**Text block**
We use separate Deepr layers for different feature_keys.

Parameters
  • dataset (BaseDataset) – the dataset to train the model. It is used to query certain information such as the set of all tokens.

  • feature_keys (List[str]) – list of keys in samples to use as features, e.g. [“conditions”, “procedures”].

  • label_key (str) – key in samples to use as label (e.g., “drugs”).

  • mode (str) – one of “binary”, “multiclass”, or “multilabel”.

  • embedding_dim (int) – the embedding dimension. Default is 128.

  • hidden_dim (int) – the hidden dimension. Default is 128.

  • **kwargs – other parameters for the Deepr layer.

Examples

>>> from pyhealth.datasets import SampleDataset
>>> samples = [
...         {
...             "patient_id": "patient-0",
...             "visit_id": "visit-0",
...             "list_codes": ["505800458", "50580045810", "50580045811"],  # NDC
...             "list_vectors": [[1.0, 2.55, 3.4], [4.1, 5.5, 6.0]],
...             "list_list_codes": [["A05B", "A05C", "A06A"], ["A11D", "A11E"]],  # ATC-4
...             "list_list_vectors": [
...                 [[1.8, 2.25, 3.41], [4.50, 5.9, 6.0]],
...                 [[7.7, 8.5, 9.4]],
...             ],
...             "label": 1,
...         },
...         {
...             "patient_id": "patient-0",
...             "visit_id": "visit-1",
...             "list_codes": [
...                 "55154191800",
...                 "551541928",
...                 "55154192800",
...                 "705182798",
...                 "70518279800",
...             ],
...             "list_vectors": [[1.4, 3.2, 3.5], [4.1, 5.9, 1.7], [4.5, 5.9, 1.7]],
...             "list_list_codes": [["A04A", "B035", "C129"]],
...             "list_list_vectors": [
...                 [[1.0, 2.8, 3.3], [4.9, 5.0, 6.6], [7.7, 8.4, 1.3], [7.7, 8.4, 1.3]],
...             ],
...             "label": 0,
...         },
...     ]
>>> dataset = SampleDataset(samples=samples, dataset_name="test")

**Point-per-instance localization data**
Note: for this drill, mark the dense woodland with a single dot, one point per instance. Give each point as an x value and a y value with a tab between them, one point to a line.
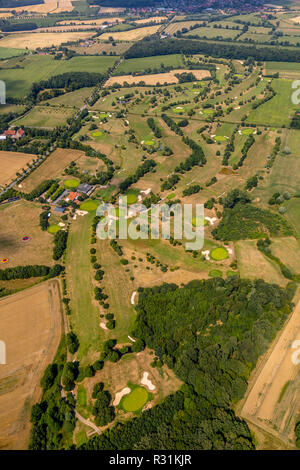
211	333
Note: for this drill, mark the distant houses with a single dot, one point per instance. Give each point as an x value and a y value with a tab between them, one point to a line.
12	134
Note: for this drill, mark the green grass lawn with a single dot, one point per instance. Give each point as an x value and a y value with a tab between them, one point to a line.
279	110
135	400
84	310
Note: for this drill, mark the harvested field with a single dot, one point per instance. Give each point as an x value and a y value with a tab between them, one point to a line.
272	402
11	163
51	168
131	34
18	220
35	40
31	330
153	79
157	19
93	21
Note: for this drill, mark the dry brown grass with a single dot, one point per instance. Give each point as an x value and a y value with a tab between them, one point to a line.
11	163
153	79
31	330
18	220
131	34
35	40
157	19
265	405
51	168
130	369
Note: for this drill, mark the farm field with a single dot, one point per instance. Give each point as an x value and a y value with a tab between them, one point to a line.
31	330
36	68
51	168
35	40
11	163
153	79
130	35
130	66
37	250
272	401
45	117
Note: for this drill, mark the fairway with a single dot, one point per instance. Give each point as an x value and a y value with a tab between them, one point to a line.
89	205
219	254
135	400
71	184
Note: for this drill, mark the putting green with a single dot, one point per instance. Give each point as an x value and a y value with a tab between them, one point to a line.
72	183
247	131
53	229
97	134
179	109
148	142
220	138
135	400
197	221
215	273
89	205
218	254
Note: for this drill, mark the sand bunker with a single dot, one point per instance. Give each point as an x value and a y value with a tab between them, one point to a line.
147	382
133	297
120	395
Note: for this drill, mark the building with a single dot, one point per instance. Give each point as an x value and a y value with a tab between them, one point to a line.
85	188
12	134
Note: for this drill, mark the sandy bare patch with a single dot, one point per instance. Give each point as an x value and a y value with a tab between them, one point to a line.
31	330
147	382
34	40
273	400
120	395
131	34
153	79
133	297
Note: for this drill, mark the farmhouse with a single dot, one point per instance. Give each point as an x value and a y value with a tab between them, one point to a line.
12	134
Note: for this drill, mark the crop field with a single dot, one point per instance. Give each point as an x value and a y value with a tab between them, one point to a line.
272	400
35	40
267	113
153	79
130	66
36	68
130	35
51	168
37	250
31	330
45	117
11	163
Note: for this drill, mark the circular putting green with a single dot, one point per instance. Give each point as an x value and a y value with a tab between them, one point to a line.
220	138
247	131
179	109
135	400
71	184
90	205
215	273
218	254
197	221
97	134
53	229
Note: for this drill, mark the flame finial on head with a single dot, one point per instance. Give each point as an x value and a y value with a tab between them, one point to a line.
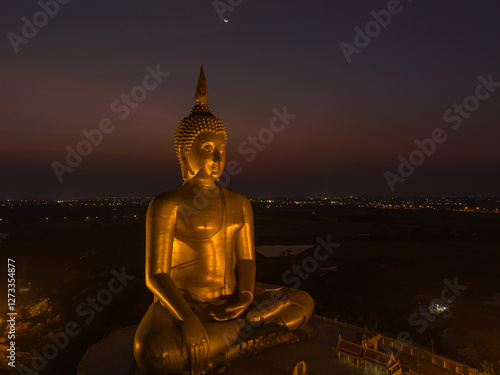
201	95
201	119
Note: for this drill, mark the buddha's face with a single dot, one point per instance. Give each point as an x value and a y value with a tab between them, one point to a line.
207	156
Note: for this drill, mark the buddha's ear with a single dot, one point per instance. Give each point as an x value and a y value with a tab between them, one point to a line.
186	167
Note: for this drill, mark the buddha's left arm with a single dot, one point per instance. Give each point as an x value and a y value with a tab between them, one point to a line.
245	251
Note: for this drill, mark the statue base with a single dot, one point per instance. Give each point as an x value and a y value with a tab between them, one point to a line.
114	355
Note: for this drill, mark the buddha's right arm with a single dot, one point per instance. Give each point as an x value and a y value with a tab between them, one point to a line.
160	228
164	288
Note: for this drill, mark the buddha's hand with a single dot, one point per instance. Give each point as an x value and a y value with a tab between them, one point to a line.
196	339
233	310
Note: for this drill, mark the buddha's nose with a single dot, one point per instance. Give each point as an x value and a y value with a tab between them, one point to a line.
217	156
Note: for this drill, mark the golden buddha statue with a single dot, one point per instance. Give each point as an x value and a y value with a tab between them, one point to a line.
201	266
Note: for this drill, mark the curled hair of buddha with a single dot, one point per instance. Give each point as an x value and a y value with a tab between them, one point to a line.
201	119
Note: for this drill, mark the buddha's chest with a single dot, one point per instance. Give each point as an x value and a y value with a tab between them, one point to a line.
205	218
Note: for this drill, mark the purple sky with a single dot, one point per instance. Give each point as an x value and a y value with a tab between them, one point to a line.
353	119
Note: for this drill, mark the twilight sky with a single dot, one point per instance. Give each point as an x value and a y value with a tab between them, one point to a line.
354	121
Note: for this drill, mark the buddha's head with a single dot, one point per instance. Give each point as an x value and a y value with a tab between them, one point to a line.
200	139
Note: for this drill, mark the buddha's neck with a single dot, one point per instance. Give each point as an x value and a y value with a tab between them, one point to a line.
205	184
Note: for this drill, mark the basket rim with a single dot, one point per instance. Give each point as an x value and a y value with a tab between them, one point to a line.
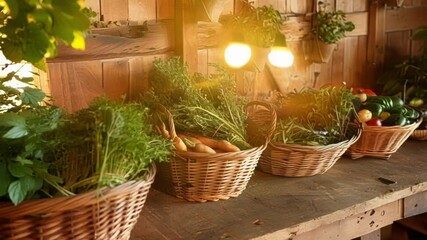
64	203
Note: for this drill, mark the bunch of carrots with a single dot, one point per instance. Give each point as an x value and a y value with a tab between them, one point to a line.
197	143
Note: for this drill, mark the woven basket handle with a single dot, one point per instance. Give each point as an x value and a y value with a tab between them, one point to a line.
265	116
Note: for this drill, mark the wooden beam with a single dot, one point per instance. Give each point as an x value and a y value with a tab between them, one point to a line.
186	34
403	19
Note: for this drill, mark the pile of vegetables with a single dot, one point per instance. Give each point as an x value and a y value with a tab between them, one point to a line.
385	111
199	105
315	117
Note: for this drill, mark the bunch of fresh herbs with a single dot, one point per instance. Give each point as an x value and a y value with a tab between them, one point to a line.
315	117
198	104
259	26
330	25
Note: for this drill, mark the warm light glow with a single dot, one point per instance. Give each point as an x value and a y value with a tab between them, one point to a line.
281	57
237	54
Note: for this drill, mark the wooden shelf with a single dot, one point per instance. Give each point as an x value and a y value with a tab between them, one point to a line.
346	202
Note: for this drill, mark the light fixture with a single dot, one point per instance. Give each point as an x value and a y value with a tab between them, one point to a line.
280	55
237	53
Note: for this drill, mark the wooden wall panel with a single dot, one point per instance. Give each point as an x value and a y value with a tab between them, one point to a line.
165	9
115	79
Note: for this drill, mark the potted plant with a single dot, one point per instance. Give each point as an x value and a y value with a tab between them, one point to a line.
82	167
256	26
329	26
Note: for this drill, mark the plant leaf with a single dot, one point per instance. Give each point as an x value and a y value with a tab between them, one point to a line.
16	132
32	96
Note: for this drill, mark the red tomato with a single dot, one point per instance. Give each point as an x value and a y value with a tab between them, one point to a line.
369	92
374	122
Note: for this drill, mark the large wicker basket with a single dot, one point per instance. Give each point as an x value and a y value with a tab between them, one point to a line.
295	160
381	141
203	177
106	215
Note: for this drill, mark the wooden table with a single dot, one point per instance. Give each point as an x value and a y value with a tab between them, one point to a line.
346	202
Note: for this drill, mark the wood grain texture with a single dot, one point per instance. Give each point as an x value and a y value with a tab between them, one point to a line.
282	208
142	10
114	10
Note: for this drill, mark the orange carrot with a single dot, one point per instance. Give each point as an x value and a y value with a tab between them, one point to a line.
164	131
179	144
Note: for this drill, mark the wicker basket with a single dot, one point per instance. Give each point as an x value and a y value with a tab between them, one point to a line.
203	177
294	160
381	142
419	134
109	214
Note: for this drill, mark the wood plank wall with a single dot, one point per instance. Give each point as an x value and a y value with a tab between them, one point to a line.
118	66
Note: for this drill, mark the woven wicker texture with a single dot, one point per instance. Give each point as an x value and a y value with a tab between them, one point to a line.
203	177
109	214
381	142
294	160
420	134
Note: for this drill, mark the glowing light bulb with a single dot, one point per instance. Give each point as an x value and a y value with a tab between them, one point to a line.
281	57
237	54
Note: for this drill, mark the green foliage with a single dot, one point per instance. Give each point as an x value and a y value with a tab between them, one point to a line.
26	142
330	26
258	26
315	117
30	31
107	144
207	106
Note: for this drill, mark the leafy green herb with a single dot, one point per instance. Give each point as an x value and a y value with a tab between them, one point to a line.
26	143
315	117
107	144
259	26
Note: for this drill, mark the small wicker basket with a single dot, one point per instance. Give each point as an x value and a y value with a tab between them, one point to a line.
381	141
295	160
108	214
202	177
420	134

**Using the information**
(A) Which parameters does the Deepr documentation list? Name every one.
(B) Answer these questions about the Deepr documentation, one per line:
(i) What is the default value of embedding_dim?
(ii) Which visit_id belongs to the sample whose label is 0?
(iii) Which three values can mode take?
(C) Summarize the Deepr documentation in two sentences.

**Solved problems**
(A) dataset, feature_keys, label_key, mode, embedding_dim, hidden_dim, **kwargs

(B)
(i) 128
(ii) visit-1
(iii) "binary", "multiclass", or "multilabel"

(C) The Deepr documentation states that separate Deepr layers are used for different feature keys. It lists the parameters, among them the dataset, feature and label keys, mode, and embedding and hidden dimensions that both default to 128, and its example creates a SampleDataset named "test" from two visits of patient-0, each with code and vector lists and a label.